◆ THE PROBLEM:
Look for the line containing "Need: one point" in the listing below; from there, output every line exactly, the last one included.

◆ AVAILABLE DATA:
- - - - - - -
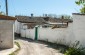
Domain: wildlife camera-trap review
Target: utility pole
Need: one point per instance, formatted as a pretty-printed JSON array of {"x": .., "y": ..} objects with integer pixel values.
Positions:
[{"x": 6, "y": 7}]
- - - - - - -
◆ RESPONSE:
Need: one point per instance, formatted as a pretty-printed JSON array of {"x": .., "y": ..} objects with integer pixel values.
Positions:
[{"x": 6, "y": 7}]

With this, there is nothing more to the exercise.